→ **Assignment**: Read the listing below and copy out every line that holds "woman".

→ **Material supplied**:
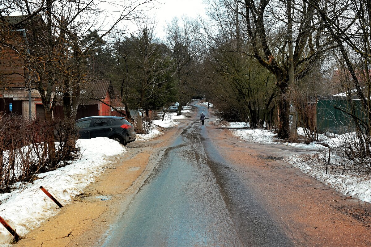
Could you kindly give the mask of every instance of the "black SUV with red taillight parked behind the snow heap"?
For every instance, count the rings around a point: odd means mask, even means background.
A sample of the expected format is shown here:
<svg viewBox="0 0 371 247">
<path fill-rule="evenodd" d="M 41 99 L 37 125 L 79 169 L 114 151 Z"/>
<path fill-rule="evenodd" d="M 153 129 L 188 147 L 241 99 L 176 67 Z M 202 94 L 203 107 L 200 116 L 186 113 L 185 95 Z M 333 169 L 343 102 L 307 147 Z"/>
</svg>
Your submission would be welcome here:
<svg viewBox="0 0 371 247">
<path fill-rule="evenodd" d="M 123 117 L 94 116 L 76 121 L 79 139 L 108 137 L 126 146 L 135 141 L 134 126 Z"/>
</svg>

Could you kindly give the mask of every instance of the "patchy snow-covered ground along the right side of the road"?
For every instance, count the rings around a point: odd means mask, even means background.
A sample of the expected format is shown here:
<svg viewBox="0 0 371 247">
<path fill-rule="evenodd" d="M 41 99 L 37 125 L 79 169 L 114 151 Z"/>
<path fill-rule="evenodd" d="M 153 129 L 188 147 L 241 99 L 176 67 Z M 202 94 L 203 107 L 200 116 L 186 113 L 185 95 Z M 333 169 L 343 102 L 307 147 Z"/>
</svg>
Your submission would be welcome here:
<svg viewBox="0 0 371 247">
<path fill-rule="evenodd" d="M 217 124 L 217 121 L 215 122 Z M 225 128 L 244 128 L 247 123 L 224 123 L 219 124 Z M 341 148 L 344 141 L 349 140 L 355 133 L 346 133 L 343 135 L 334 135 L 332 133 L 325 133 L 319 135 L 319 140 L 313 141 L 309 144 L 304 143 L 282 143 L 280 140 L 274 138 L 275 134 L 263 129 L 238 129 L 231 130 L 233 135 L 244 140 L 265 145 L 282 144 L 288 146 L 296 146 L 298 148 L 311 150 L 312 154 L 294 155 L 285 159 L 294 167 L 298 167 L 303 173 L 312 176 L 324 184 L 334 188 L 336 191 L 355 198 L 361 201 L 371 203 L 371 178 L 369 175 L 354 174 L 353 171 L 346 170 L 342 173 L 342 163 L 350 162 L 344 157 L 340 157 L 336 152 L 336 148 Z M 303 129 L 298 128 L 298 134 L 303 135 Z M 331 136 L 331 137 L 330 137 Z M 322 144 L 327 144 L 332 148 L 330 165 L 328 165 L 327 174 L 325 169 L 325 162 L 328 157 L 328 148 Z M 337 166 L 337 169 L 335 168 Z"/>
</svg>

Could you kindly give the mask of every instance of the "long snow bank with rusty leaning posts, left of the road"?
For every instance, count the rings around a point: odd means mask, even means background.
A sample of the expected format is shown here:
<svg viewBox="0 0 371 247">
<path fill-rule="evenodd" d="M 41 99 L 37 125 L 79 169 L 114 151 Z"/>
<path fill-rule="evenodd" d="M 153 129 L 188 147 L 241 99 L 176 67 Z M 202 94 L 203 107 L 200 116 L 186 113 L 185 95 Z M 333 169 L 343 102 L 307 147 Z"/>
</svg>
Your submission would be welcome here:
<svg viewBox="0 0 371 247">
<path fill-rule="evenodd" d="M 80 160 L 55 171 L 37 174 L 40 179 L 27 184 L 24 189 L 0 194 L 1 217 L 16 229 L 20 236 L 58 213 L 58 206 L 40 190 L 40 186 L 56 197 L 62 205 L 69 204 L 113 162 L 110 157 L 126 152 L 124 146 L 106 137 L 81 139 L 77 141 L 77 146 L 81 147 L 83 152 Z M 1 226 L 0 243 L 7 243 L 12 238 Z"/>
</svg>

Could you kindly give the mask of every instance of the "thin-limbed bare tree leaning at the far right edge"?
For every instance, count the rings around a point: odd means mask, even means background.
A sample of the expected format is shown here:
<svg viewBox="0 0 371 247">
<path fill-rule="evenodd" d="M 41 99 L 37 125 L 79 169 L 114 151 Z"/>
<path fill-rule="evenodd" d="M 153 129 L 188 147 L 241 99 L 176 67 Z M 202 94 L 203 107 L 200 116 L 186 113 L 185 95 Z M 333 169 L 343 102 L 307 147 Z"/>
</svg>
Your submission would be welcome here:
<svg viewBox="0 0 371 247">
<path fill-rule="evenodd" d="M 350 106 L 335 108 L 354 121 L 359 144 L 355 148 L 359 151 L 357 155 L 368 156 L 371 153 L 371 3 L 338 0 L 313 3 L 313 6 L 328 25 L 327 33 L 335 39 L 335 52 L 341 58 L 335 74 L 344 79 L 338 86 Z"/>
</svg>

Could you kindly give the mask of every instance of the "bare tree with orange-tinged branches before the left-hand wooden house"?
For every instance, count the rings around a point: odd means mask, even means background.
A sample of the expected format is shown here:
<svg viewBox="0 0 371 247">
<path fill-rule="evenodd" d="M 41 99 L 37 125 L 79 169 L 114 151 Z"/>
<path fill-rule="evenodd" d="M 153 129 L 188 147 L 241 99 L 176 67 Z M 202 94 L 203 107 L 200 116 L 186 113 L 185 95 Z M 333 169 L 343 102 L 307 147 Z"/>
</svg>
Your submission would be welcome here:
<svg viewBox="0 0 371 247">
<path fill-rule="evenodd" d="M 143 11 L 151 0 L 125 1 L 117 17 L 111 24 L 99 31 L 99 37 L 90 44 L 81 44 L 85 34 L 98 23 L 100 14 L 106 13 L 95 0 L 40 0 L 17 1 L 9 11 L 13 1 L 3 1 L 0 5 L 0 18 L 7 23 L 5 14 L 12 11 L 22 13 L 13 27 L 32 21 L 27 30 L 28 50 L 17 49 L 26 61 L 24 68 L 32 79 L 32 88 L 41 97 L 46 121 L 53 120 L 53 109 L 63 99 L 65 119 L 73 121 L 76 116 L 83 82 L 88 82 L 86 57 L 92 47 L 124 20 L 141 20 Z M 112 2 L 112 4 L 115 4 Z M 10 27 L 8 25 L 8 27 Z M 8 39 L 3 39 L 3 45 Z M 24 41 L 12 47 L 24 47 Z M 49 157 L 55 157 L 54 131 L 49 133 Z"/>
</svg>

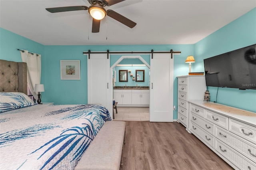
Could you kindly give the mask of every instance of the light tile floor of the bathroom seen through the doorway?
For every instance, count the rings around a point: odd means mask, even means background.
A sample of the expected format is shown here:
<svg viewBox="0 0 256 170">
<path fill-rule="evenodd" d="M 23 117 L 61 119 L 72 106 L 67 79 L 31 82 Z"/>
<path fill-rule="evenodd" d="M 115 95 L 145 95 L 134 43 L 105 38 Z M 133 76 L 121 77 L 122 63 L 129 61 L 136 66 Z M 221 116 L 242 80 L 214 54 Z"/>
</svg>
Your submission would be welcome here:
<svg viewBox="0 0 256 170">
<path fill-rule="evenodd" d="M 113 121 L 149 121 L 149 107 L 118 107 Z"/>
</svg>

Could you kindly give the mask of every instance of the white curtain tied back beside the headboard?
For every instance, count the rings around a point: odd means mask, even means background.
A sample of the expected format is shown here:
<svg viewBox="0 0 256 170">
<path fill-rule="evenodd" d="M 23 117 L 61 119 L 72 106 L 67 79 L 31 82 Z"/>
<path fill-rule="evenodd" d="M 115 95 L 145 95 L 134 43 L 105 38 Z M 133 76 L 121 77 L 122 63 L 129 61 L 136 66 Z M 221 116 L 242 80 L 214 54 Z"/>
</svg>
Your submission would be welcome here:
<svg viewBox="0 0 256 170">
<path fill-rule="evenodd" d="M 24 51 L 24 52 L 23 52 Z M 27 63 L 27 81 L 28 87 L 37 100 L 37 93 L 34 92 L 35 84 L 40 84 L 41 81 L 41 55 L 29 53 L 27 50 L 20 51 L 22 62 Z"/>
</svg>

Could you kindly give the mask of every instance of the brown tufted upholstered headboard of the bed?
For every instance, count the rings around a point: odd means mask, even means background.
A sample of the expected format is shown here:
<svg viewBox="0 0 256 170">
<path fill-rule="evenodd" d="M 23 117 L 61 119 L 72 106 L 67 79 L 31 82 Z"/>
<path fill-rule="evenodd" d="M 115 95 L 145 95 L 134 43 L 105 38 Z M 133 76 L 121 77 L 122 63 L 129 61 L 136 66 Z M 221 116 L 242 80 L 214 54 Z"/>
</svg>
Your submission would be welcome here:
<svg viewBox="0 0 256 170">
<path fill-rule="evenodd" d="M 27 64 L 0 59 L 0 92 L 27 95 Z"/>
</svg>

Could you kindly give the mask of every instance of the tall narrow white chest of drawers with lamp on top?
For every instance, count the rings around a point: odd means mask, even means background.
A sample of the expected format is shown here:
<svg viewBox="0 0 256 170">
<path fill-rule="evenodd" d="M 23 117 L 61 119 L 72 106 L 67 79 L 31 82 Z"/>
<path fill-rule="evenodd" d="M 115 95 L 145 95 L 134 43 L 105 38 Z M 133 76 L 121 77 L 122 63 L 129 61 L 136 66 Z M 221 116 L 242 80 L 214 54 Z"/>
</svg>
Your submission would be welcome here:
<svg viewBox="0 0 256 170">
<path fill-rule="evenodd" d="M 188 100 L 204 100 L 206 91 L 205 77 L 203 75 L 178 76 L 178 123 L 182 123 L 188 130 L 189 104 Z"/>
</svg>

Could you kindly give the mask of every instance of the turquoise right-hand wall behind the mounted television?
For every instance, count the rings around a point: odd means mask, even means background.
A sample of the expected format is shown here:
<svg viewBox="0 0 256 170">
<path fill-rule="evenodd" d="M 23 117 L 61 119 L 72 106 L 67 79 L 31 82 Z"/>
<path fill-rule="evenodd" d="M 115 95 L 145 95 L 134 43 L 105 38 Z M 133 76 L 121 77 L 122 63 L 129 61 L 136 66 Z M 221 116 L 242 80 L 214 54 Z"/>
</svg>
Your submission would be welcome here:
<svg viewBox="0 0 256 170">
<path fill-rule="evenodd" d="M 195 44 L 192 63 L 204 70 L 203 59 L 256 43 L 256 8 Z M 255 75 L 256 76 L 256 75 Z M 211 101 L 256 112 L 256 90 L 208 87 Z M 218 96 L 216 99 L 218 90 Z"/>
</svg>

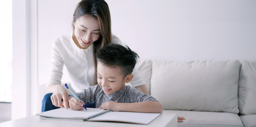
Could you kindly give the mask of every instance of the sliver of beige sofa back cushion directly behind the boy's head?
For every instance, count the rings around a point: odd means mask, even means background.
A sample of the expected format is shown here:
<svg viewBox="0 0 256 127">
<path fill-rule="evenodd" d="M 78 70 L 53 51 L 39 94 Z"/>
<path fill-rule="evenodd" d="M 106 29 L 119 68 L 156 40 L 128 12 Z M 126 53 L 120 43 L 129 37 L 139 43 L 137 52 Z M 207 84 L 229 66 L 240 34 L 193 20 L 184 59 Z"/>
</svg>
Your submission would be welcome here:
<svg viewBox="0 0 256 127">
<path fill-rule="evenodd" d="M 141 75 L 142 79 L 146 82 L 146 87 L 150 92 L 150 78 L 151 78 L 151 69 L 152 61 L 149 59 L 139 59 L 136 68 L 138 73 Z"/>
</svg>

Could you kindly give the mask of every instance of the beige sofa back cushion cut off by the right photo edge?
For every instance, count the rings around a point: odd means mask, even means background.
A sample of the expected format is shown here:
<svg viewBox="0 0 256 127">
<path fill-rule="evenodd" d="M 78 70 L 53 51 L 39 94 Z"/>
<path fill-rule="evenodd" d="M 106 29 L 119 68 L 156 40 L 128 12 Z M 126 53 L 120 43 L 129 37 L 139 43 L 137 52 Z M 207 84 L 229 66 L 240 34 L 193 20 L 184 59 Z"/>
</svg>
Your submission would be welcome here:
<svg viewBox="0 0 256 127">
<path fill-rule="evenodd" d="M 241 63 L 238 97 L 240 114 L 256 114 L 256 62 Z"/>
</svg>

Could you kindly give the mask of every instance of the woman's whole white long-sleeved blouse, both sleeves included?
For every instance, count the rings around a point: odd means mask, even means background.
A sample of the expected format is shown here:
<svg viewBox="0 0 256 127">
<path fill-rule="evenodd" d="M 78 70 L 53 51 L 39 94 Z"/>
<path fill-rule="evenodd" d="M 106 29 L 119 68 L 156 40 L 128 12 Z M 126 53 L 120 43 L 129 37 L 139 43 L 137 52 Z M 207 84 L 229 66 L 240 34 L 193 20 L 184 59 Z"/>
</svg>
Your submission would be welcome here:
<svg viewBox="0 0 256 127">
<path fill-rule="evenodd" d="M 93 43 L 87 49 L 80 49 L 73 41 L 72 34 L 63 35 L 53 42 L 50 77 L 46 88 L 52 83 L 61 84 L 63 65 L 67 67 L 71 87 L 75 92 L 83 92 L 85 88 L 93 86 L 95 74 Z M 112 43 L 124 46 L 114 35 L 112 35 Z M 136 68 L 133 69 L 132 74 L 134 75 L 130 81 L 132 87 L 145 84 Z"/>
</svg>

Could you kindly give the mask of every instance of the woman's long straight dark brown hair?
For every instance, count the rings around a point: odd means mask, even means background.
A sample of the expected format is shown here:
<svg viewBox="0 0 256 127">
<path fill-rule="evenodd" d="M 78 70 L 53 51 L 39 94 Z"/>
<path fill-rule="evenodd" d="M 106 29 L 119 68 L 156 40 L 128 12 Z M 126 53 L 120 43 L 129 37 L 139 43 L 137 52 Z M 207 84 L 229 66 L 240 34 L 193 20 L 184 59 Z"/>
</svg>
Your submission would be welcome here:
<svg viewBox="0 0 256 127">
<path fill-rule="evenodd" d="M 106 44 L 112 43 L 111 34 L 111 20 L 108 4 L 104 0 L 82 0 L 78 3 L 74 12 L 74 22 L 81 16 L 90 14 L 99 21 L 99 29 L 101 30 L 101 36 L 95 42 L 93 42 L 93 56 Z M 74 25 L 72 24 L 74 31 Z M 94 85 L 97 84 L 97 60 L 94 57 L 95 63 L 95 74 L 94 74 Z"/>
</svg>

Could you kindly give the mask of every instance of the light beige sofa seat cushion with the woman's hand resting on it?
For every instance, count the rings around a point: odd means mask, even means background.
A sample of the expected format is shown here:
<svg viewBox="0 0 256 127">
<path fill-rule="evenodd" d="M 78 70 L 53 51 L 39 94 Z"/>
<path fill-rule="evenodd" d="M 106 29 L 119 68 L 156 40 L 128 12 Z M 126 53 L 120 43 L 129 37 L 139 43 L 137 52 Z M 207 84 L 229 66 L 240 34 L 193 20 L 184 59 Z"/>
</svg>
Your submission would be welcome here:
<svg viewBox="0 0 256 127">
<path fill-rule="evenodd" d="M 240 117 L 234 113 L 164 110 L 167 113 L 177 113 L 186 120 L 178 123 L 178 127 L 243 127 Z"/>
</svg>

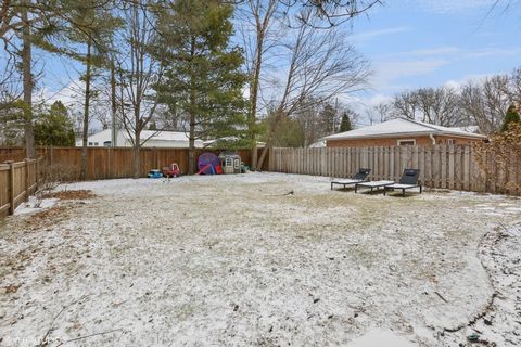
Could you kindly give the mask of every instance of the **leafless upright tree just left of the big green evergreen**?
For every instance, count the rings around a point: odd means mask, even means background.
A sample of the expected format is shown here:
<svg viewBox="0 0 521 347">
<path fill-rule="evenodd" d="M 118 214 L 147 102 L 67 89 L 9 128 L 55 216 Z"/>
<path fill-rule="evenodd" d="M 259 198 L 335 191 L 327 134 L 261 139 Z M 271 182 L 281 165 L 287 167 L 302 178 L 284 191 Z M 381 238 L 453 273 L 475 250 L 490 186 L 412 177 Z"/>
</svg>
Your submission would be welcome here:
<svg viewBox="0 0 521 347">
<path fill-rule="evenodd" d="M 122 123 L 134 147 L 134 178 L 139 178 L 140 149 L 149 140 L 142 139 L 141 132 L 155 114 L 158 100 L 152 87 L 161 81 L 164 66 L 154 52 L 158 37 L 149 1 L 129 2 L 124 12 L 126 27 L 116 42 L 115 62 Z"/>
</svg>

→ **Expected answer**:
Could you kindly give the mask of every instance of the woman's whole white long-sleeved blouse, both sleeves included?
Could you kindly give the mask of every instance of the woman's long straight dark brown hair?
Could you kindly give the mask of every instance of the light beige sofa seat cushion with the woman's hand resting on it?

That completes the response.